◆ **Rows from a dataset**:
---+---

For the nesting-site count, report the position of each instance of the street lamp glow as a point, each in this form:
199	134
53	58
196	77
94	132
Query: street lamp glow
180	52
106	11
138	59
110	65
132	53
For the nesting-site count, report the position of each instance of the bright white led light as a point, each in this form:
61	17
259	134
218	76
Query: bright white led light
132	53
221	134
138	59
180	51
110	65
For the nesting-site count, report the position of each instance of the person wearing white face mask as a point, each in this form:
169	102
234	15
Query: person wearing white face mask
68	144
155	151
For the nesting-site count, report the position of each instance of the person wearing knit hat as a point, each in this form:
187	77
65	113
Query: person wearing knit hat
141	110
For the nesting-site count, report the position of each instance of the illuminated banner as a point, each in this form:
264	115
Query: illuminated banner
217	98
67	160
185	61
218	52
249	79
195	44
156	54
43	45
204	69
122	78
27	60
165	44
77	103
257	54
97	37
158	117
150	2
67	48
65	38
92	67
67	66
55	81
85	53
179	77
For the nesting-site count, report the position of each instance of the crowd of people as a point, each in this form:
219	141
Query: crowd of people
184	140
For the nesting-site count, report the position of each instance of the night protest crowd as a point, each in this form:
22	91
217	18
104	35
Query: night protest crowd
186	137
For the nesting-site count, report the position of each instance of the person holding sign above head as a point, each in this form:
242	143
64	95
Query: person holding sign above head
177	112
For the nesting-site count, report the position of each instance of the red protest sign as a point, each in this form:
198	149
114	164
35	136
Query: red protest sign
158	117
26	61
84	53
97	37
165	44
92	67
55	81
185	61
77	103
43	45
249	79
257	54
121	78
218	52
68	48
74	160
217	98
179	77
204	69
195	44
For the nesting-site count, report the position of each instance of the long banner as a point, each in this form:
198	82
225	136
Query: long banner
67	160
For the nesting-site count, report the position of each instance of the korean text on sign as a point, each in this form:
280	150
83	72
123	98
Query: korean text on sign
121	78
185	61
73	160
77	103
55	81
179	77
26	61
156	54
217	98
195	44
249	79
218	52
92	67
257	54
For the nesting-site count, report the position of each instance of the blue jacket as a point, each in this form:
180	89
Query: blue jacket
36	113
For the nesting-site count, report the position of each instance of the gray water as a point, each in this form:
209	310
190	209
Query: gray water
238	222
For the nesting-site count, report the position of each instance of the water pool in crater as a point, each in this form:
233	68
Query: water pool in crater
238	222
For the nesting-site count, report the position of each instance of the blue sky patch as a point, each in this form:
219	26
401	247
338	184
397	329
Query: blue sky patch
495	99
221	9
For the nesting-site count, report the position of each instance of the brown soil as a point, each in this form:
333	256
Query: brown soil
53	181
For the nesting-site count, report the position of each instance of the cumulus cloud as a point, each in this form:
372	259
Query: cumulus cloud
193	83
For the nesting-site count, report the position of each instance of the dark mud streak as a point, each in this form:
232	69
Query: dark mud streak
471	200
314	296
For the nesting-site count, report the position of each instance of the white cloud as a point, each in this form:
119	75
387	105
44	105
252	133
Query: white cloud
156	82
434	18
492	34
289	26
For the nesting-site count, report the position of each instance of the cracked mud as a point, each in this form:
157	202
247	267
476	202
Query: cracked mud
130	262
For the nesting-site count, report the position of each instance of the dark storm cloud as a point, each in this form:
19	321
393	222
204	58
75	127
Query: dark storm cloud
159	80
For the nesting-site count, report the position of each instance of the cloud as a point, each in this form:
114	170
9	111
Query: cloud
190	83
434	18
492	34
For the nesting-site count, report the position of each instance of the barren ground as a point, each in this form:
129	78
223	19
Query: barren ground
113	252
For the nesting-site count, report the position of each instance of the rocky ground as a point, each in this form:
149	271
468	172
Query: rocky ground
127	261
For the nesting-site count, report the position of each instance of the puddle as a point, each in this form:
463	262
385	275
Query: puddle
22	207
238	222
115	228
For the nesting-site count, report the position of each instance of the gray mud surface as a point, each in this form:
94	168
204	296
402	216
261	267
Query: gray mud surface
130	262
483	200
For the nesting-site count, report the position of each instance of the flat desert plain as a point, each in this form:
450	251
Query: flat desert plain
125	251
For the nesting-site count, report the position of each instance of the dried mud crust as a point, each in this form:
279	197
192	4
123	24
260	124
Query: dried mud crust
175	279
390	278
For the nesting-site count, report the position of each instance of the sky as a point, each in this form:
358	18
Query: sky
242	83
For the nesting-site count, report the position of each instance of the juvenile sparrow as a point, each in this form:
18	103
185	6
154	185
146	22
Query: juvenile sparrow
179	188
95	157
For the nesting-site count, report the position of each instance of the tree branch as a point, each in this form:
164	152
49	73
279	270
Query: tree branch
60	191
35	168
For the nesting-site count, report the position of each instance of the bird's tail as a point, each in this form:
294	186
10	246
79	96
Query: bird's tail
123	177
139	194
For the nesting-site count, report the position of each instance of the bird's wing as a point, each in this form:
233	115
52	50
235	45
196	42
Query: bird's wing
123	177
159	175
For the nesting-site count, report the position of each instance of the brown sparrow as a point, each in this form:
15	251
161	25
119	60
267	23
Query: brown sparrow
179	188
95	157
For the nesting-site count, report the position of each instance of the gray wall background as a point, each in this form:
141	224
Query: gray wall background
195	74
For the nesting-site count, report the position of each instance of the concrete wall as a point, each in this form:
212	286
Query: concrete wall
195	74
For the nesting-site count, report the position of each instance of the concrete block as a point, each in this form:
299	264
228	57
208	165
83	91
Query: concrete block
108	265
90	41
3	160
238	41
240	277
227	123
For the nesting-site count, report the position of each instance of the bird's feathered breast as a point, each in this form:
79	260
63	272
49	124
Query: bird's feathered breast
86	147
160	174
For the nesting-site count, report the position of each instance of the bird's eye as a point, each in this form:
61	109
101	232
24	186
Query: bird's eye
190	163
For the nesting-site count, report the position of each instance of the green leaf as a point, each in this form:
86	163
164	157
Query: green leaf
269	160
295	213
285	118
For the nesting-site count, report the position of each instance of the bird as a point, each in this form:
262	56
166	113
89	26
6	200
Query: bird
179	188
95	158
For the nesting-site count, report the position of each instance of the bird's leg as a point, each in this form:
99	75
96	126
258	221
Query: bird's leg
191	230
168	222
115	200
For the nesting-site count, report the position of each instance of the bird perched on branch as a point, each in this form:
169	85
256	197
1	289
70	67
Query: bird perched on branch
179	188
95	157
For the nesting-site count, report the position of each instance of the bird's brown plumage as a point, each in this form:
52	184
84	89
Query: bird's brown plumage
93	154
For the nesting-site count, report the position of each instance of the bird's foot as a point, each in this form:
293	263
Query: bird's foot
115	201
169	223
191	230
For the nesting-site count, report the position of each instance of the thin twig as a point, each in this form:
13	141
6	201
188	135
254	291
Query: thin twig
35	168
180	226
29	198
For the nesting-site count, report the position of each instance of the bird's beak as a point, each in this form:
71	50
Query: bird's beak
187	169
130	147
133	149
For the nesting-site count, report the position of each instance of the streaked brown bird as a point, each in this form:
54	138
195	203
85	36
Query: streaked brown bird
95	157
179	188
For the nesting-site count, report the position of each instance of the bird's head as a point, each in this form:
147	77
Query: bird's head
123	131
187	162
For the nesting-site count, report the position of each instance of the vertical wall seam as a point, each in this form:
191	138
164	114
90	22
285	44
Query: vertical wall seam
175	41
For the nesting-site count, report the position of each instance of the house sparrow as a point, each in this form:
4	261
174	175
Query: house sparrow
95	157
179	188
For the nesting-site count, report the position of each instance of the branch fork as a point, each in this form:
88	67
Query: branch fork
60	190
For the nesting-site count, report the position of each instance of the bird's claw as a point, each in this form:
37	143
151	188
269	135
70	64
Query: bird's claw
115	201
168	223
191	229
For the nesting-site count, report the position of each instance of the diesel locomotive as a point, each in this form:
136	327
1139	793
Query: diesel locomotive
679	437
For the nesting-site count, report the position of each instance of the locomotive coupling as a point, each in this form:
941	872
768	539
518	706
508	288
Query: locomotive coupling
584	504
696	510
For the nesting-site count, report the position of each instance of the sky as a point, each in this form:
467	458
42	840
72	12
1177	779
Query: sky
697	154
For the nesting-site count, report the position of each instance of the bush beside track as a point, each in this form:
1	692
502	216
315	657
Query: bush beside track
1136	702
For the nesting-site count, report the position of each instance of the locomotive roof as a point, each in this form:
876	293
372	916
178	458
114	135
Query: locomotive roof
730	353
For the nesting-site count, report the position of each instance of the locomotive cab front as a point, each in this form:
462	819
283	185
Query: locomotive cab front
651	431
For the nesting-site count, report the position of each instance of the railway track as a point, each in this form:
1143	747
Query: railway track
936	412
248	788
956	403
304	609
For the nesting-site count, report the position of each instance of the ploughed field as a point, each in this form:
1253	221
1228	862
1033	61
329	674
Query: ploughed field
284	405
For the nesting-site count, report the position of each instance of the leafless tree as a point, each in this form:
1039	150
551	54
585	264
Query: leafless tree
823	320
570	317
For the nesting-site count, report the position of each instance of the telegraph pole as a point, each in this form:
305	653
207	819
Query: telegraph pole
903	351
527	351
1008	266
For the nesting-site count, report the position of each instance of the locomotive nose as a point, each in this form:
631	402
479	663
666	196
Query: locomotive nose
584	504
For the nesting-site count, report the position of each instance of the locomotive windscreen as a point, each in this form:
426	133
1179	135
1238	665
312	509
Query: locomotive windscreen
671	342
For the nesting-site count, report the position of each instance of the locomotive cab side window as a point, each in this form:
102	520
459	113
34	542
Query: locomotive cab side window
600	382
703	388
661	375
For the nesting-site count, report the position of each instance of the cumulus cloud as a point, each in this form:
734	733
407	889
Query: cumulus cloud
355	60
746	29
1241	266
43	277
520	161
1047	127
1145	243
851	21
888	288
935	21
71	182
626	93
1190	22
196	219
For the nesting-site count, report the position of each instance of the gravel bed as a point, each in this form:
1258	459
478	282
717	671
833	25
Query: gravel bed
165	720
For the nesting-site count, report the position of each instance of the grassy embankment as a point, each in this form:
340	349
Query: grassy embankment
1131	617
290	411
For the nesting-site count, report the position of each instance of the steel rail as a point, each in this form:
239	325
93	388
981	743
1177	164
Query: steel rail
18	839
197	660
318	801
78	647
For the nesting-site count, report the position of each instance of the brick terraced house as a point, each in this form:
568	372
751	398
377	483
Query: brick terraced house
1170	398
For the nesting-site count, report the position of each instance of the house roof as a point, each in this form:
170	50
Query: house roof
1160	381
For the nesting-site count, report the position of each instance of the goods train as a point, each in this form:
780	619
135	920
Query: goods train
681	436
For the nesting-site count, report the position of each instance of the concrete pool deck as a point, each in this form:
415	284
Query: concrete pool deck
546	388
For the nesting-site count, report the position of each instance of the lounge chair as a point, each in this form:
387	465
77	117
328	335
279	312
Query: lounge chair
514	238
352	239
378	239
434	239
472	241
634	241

---+---

◆ **Work to be completed**: Switch "Query" to "Target" in the data between the line holding "of the brick" and the end of the data, inclusive. Give back only those lines, with everything else unchanged.

◆ **The response**:
For the nesting-site count, report the position of each instance of the brick terraced house as a point, each in this form:
568	372
751	398
377	483
Target: brick terraced house
1170	398
For the nesting-site count, report the position of each instance of the house roof as a point, each in this form:
170	50
Target: house roof
1160	381
For the nesting-site count, report the position of each instance of the goods train as a point, each in this form:
780	619
135	920
Target: goods train
681	436
For the nesting-site count, report the position of each instance of the concrete pool deck as a point, each in this form:
415	284
Target: concrete pool deck
546	388
For the nesting-site count, report the position of each instance of the lounge chair as a point, each in this form:
387	465
77	117
328	335
279	312
Target: lounge chair
514	238
352	239
378	239
434	239
472	241
634	241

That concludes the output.